■ Document segment ■
Metastable Intermolecular Composites (MIC’s) are a relatively new class of reactive materials which, through the incorporation of nanoscale metallic fuel and oxidizer, have exhibited multiple orders of magnitude improvement in reactivity. Although considerable research has been undertaken, their reaction mechanism is still poorly understood, primarily due to the complex interplay between chemical, fluid mechanic and thermodynamic processes that happen rapidly at nanoscale. For my dissertation, I have attempted to tackle this problem by employing controlled nanomaterial synthesis routes and optical diagnostics to identify the dominant underlying mechanisms. I begin my investigation by examining the nature of metal nanoparticle combustion wherein, I employed laser ablation to generate size- controlled aggregates of titanium and zirconium nanoparticles and studied their

combustion behavior in a hot oxidizing environment. The experiments revealed the dominant role of rapid nanoparticle coalescence, before significant reaction could occur, resulting in a drastic loss of nanostructure. The large-scale effects of sintering on MIC combustion was explored through a forensic analysis of reaction products. Electron microscopy was employed to evaluate the product particle size distributions and focused ion beam milling was used to expose the interior composition of the product particles. The experiments established the predominance of condensed phase reaction at nanoscale and the interior composition revealed the poor extent of reaction due to rapid reactant coalescence before attaining completion. In light of such limitations, the final part of my dissertation proposes a solution to counteract rapid, premature coalescence through the synthesis of smart nanocomposites containing gas generating (GG) polymers. The GG acts as a binder as well as a dispersant, which disintegrates the composite into smaller clusters prior to ignition, thereby avoiding large scale loss of nanostructure. High speed optical diagnostics including an emission spectrometer and a high-speed color camera pyrometer were developed to quantify the enhanced combustion characteristics which indicate an order of magnitude improvement in reactivity over counterparts using commercial nanomaterials. Moreover, thermal pretreatment as a possible bulk processing strategy to improve nanoaluminum reactivity in a MIC is examined, where a 1000% increase in reactivity was observed compared to the untreated case. Finally, composites of nanoaluminum and reactive fluoropolymers (PVDF) are examined as a possible candidate for energetic material additive manufacturing (EMAM) and its viability is demonstrated by 3D printing and characterizing reactive multilayer films.

■ Exercises to complete ■
1. Decide whether each statement agrees with the text on metastable intermolecular composites. Answer yes or no, and quote the words from the text that settle it.
(a) Focused ion beam milling was used to measure the size distributions of the product particles.
(b) Thermal pretreatment of nanoaluminum increased reactivity by 1000% compared with the untreated case.
(c) The gas generating polymer serves only as a dispersant.
2. Answer these questions from the text on metastable intermolecular composites.
(a) The combustion of which two metals' nanoparticles was studied in a hot oxidizing environment?
(b) Which two high-speed optical diagnostics were developed?
(c) Which reactive fluoropolymer is paired with nanoaluminum for energetic material additive manufacturing?

■ Extracted data ■
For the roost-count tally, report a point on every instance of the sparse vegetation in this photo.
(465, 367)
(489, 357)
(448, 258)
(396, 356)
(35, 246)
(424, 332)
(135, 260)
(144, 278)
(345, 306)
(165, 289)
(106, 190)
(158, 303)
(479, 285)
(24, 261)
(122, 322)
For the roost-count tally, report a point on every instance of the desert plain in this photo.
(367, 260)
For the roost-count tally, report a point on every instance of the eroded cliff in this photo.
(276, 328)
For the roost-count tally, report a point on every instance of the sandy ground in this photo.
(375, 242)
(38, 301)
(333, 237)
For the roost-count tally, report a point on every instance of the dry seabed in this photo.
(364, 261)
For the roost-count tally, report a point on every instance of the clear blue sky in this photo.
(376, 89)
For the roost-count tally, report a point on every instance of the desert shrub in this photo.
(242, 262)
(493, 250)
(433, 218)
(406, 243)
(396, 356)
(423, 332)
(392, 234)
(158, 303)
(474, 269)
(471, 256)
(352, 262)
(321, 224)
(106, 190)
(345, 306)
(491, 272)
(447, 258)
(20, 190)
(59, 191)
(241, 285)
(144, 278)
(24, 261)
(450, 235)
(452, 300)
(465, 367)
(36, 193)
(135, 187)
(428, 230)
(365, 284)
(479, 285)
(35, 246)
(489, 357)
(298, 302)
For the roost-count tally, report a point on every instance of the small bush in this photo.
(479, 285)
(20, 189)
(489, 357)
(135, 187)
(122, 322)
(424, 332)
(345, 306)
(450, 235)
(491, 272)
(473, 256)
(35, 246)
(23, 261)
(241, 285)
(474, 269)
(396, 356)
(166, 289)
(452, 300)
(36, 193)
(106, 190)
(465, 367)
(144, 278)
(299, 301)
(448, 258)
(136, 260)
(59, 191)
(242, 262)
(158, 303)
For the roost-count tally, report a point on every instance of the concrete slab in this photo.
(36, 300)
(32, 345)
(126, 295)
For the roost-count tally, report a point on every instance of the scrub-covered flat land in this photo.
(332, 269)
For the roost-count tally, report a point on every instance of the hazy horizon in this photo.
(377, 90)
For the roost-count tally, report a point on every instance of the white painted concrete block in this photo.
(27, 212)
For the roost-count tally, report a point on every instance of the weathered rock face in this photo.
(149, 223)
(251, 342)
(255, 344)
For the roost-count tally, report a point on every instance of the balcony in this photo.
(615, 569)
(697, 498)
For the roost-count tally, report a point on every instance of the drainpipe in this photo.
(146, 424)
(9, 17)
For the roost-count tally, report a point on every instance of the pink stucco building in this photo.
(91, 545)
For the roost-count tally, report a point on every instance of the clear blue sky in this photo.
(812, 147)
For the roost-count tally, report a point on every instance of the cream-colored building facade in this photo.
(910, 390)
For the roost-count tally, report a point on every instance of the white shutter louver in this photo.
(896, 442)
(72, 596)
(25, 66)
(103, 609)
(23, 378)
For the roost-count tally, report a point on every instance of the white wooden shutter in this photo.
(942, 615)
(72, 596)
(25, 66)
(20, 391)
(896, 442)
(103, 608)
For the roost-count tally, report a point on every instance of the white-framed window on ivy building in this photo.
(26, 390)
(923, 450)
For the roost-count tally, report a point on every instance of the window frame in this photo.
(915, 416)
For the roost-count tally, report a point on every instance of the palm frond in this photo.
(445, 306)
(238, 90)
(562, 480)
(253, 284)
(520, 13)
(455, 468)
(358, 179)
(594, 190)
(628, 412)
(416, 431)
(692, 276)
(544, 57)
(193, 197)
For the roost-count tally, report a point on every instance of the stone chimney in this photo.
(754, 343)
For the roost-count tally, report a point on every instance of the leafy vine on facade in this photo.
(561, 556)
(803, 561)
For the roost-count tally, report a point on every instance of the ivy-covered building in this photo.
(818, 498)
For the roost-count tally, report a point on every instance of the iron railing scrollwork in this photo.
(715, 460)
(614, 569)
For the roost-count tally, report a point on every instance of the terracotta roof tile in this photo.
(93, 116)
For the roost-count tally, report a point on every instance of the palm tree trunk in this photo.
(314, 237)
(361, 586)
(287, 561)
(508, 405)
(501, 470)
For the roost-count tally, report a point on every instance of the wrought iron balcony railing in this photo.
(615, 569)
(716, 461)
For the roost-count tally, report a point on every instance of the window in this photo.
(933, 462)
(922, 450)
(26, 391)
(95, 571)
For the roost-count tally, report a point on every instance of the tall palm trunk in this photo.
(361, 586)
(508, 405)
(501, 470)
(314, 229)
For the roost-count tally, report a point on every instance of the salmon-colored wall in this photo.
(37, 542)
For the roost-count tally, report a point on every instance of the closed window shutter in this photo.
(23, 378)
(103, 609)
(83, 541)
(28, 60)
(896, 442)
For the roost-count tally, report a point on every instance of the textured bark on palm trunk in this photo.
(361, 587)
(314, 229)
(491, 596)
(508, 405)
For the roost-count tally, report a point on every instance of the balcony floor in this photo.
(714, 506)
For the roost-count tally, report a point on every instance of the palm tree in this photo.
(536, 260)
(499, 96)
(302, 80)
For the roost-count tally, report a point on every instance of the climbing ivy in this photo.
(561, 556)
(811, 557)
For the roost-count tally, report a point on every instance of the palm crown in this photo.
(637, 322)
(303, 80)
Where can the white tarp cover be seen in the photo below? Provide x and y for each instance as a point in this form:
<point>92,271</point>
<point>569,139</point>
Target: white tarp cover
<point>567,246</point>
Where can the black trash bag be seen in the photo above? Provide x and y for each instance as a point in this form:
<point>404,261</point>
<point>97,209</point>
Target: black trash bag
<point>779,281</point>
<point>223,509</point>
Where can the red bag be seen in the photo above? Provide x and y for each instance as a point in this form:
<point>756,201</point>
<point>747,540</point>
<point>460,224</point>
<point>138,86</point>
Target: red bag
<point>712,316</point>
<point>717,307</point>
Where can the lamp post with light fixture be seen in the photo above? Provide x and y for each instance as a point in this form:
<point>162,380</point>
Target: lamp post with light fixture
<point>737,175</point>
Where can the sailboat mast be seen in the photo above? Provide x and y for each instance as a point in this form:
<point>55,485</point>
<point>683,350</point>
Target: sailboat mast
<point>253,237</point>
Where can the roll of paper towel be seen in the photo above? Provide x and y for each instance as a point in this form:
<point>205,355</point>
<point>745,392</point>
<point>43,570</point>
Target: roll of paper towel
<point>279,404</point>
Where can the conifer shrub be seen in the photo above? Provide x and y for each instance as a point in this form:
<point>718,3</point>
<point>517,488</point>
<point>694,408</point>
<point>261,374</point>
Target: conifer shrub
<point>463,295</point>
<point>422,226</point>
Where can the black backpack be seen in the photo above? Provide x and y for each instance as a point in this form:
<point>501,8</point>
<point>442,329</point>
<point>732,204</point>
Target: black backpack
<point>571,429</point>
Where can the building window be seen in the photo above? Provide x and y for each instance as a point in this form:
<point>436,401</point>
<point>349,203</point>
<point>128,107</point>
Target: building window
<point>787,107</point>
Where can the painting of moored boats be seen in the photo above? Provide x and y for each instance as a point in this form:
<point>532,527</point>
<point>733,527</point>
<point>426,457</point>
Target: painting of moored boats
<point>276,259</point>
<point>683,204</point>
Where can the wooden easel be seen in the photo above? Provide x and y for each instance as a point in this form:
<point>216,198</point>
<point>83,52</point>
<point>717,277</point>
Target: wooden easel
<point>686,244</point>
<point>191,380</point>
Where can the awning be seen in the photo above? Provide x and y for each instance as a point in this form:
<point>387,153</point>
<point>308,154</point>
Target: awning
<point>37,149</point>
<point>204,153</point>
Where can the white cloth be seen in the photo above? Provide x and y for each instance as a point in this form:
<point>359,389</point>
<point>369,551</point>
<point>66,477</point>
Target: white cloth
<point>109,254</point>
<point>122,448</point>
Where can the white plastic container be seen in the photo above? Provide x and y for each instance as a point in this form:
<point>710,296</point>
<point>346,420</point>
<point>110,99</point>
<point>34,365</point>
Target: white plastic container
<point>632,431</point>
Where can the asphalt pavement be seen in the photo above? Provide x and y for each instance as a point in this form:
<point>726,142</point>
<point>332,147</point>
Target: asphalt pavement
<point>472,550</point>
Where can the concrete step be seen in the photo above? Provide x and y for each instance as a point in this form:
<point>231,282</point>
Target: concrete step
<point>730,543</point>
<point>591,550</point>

■ Answer section ■
1.
(a) No: "Electron microscopy was employed to evaluate the product particle size distributions and focused ion beam milling was used to expose the interior composition of the product particles."
(b) Yes: "a 1000% increase in reactivity was observed compared to the untreated case"
(c) No: "The GG acts as a binder as well as a dispersant"

2.
(a) Titanium and zirconium.
(b) An emission spectrometer and a high-speed color camera pyrometer.
(c) PVDF.